## Exercise objective
Keep the pictures out and restate every record exactly.
====================
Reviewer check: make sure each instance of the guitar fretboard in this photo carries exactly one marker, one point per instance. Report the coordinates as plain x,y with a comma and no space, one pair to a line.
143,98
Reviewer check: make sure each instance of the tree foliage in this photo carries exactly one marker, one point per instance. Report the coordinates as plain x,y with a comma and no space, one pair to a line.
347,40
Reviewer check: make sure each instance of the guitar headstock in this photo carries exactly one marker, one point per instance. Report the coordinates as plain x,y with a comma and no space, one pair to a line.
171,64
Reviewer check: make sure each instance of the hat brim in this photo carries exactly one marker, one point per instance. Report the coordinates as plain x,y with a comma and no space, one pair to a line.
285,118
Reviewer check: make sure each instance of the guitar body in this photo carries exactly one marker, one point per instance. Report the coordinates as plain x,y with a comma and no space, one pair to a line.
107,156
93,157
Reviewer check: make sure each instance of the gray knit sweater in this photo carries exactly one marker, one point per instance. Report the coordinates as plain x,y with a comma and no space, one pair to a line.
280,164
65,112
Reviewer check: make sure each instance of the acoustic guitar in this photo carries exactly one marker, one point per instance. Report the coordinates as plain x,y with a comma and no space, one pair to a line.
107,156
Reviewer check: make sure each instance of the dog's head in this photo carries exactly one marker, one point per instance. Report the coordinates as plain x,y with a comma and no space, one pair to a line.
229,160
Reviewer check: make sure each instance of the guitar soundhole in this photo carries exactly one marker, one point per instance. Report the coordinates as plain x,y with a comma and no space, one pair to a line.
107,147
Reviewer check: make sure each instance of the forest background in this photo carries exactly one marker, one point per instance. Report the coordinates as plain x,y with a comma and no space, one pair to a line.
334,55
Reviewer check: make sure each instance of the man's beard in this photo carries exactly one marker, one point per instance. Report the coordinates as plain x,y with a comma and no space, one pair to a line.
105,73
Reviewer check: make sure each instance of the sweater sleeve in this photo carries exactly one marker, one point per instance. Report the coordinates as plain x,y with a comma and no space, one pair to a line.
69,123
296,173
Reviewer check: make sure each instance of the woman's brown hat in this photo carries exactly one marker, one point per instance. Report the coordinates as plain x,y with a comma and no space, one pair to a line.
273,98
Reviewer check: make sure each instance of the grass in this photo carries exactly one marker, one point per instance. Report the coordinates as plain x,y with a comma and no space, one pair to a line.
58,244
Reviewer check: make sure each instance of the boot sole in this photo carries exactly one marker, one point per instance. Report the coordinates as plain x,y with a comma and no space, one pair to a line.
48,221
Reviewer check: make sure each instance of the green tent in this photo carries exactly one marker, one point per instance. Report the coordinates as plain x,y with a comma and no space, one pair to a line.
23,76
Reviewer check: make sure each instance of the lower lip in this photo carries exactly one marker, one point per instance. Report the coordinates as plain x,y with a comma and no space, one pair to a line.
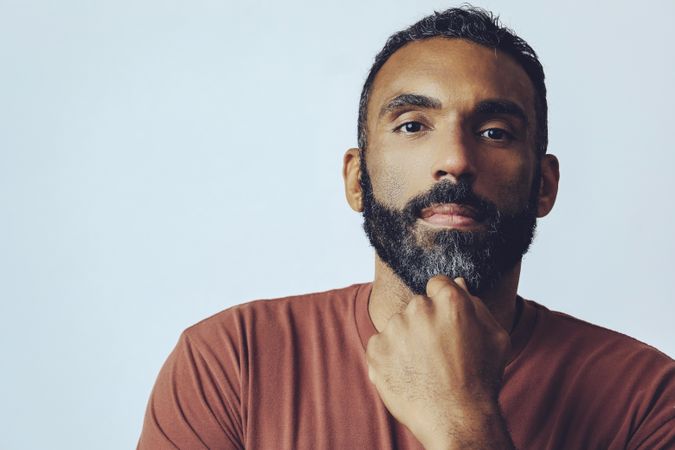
451,220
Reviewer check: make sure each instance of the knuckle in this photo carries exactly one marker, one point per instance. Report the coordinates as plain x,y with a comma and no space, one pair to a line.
416,304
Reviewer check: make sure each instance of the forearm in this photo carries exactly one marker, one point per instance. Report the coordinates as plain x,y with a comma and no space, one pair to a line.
483,429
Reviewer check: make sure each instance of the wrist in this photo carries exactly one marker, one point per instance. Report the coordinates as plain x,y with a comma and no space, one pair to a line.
479,426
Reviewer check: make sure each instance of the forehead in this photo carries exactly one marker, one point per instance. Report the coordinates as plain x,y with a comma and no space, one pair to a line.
458,72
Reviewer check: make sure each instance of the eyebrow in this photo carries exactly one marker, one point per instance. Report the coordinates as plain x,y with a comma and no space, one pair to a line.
407,100
485,107
504,107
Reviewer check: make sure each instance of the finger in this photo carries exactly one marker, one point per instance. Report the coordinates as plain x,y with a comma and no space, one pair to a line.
438,284
460,281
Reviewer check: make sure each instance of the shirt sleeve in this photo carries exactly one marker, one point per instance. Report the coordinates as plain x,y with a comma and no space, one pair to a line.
195,403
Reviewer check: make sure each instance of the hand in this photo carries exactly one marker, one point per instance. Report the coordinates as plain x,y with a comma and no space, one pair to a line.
437,367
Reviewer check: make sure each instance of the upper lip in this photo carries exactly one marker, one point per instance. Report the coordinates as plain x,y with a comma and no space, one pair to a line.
450,209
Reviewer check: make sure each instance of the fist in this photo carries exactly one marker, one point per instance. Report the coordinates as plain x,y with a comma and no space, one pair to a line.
437,365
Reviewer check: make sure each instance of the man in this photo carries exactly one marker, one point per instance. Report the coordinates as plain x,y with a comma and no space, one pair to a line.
439,351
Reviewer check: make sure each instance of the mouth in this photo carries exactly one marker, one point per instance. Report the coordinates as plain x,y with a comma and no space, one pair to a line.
451,215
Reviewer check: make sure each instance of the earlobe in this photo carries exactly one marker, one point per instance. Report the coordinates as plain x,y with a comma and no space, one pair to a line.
351,173
548,187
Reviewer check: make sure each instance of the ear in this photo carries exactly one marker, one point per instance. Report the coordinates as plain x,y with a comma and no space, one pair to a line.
351,173
548,188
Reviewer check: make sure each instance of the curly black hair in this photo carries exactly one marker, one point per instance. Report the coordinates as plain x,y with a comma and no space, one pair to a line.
476,25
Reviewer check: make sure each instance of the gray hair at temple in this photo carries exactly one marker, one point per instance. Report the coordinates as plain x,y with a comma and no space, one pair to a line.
476,25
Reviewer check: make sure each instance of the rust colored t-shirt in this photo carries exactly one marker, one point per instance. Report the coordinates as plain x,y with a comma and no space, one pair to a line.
291,373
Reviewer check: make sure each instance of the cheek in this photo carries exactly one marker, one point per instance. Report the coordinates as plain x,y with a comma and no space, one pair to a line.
393,178
514,186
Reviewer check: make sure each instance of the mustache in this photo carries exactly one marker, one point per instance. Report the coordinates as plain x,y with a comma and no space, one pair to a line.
447,192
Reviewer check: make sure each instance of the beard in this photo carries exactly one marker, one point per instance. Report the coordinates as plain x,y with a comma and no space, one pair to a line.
416,253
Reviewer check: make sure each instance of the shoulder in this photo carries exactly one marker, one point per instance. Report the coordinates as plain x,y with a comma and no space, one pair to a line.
266,317
607,369
568,331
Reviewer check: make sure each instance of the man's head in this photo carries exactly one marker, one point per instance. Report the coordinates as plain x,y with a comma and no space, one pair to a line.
475,25
451,172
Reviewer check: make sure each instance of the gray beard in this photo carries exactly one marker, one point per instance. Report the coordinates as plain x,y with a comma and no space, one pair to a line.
416,253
====================
## Exercise result
Reviewer check: make sure each instance of the guitar fretboard in this photo carries exactly one marker, one point per instance. Report the coordinates as plain x,y with a comma and no space, one pair to a line.
143,98
Reviewer check: make sure each instance of the tree foliage in this photo carries exactly one marker, one point per instance. Report the coordinates as plain x,y with a comma and no space, one pair to a line.
347,40
Reviewer check: make sure each instance of the guitar headstock in this photo carries exactly one marker, one point per instance. Report the coordinates as plain x,y with a comma and no space, one pair to a line.
171,64
Reviewer check: make sure each instance of the hat brim in this photo carries exactly one marker, one point per instance. Report the coordinates as plain x,y with a comma and no space, one pair to a line.
285,118
Reviewer check: make sure each instance of the guitar body in this photo carries exactly one marker, one point per instance. Report the coordinates as plain x,y with a comma and no space, one pair to a line.
107,156
93,157
Reviewer check: make sure each instance of the gray knit sweater in this photo carries exactly one marker, one point per instance. Report the coordinates as plain x,y with a comma and no space, one pair to a line.
280,164
65,112
Reviewer check: make sure each instance of the acoustic guitar in this photo carries exactly one marker, one point per instance. Report the coordinates as plain x,y with a comma and no space, one pair to a line.
107,156
Reviewer check: make sure each instance of the dog's head in this photo carries exactly one marker, one point per instance. Report the coordinates as plain x,y with a comma and no space, one pair to a line.
229,160
Reviewer check: make sure each instance of the guitar soundhole in this photo carries exactly one marker, one point per instance. Report the coordinates as plain x,y with a comma and no space, one pair to a line.
107,147
Reviewer check: make sure each instance of the forest background in this photo carries exactly one marker, one point per instance. Report the coordinates as plain x,y with a comma and no space, one pair to a line.
334,55
Reviewer check: make sure each instance of the man's beard in this photo carries exactly one marker, one point per instance. Report the coordinates as plain x,y with a comma and no space, one pair to a line.
105,73
Reviewer check: make sure each instance of the sweater sleeve in this photo carries exactly one marker, one point per instance. Report the coordinates as plain x,y with a comma and no space, one pair to a line.
69,123
296,173
Reviewer check: make sure each instance of the woman's brown hat in this photo carries exactly one marker, one point per instance. Report the coordinates as plain x,y with a comma and no space, one pair to a line.
273,98
Reviewer check: make sure each instance of the grass in this photo carries exactly one marker, one point per instance. Report the coordinates as plain x,y with a comma and no space, one pair to a line.
58,244
Reviewer check: make sure each instance of the boot sole in this photo carries exactly one marker, one point per instance. Report the coordinates as plain x,y with a comma and no space, one pair to a line.
48,221
Reviewer check: make sure each instance of the green tent in this photo carries exactly one marker, one point per instance. Report the coordinates as plain x,y with a comma and no space, one pair to a line.
23,76
Reviewer check: make sure each instance of the lower lip in this photo carries exactly one marker, one point per instance. Report the coordinates as plain x,y with a comma and no space, one pair to a line.
451,220
Reviewer check: make sure each instance of the knuckle in this photo carries exactly one marker, one point per instance. Report the coordinates as plain x,y with a comma and no space, one pair to a line.
416,304
Reviewer check: make sure each instance of the forearm in this photo carries exactly one marker, one point per instance. Report the coordinates as plain x,y with a comma and no space, one pair to a line.
483,429
Reviewer check: make sure each instance of the wrist in this photo carries exactly one marker, one point per instance. Report the coordinates as plain x,y with a comma and no space, one pair to a line.
479,426
Reviewer check: make sure each instance of the forehead in this photo carries exactly one marker, one point per instance. Report the coordinates as plain x,y with a comma and no space, one pair to a line.
458,72
Reviewer check: make sure each instance of the eyebrow in this photo carries exactly one marker, one point per instance. Report the coordinates as plain x,y with a comma and no space, one pair to a line.
407,100
485,107
504,107
Reviewer check: make sure each instance of the finger in this photo carries exactly one marker, one point per instance. Report the coordinates as plain x,y with a comma and no space, one pair to a line.
438,284
460,281
Reviewer check: make sure each instance of the shirt sleeve in this photo carries exactly one marker, one point per instance. Report the coordinates as plain x,y with a comma and no space, one pair to a line.
195,403
Reviewer check: make sure each instance of the hand in this photo carries exactly one marker, one point per instance. Report the coordinates as plain x,y with a comma and no space, one pair to a line.
437,367
Reviewer check: make sure each instance of the upper lip in this photo carries exactly one marker, one point per instance. Report the coordinates as plain x,y with a comma and no space, one pair to a line.
450,209
Reviewer check: make sure each instance of the fist in this photo carries exactly one marker, one point per instance. Report the coordinates as plain x,y with a comma and no space, one pair to a line.
437,365
Reviewer check: make sure each instance of the man in this photo carries exactly one marker, one point per instance. Report the coordinates as plain x,y with a comma and no space, one pair to a line.
439,351
Reviewer check: make sure each instance of the mouth in this photo carries exactly one marker, one point per instance. Report the coordinates as plain x,y with a comma and no space, one pair to a line.
451,215
Reviewer check: make sure each instance of the earlobe in this photo carries exactly one marker, one point per instance. Report the coordinates as plain x,y with a comma and no space, one pair to a line.
351,173
548,187
Reviewer check: make sure each instance of the ear in this photo carries exactly one marker, one point per instance. Report the coordinates as plain x,y with a comma and no space, one pair to a line.
351,173
548,188
Reviewer check: make sure each instance of the curly black hair in this photo carries exactly one marker, one point per instance. Report the coordinates as plain x,y with a comma and no space, one pair to a line.
476,25
Reviewer check: make sure each instance of the gray hair at temple in this photo carries exactly one marker, one point per instance. Report the coordinates as plain x,y with a comma and no space, one pair to a line.
476,25
Reviewer check: make sure each instance of the rust colored t-shirt in this photo carries exactly one marker, one point per instance. Report the coordinates as plain x,y with a comma and no space, one pair to a line.
291,373
Reviewer check: make sure each instance of the cheek in this photo carries exactly one marker, one point per instance. Report the coordinates as plain x,y with a comma and no space, one pair to a line.
393,178
514,186
Reviewer check: make sure each instance of the mustache in this photo carries exactly one marker, one point per instance. Report the coordinates as plain x,y with a comma and no space, one pair to a line.
447,192
Reviewer check: make sure each instance of the beard in this photo carries exactly one marker, one point per instance. Report the coordinates as plain x,y with a comma and no space, one pair to a line.
416,253
Reviewer check: make sure each instance of the shoulder in this photo carries exactly one marker, one point per instance. Report the coordinates as plain x,y with a comma and no space, one pair to a line.
266,317
607,369
568,331
Reviewer check: make sure each instance of the man's head in this photo carries exactly one marker, one point per instance. Report the coordinates as plain x,y with a comma and no space, one pair to a line.
475,25
451,172
Reviewer check: make sure each instance of the gray beard in this photo carries exactly one marker, one point per instance. Report the coordinates as plain x,y with a comma and no space, one pair to a line.
416,253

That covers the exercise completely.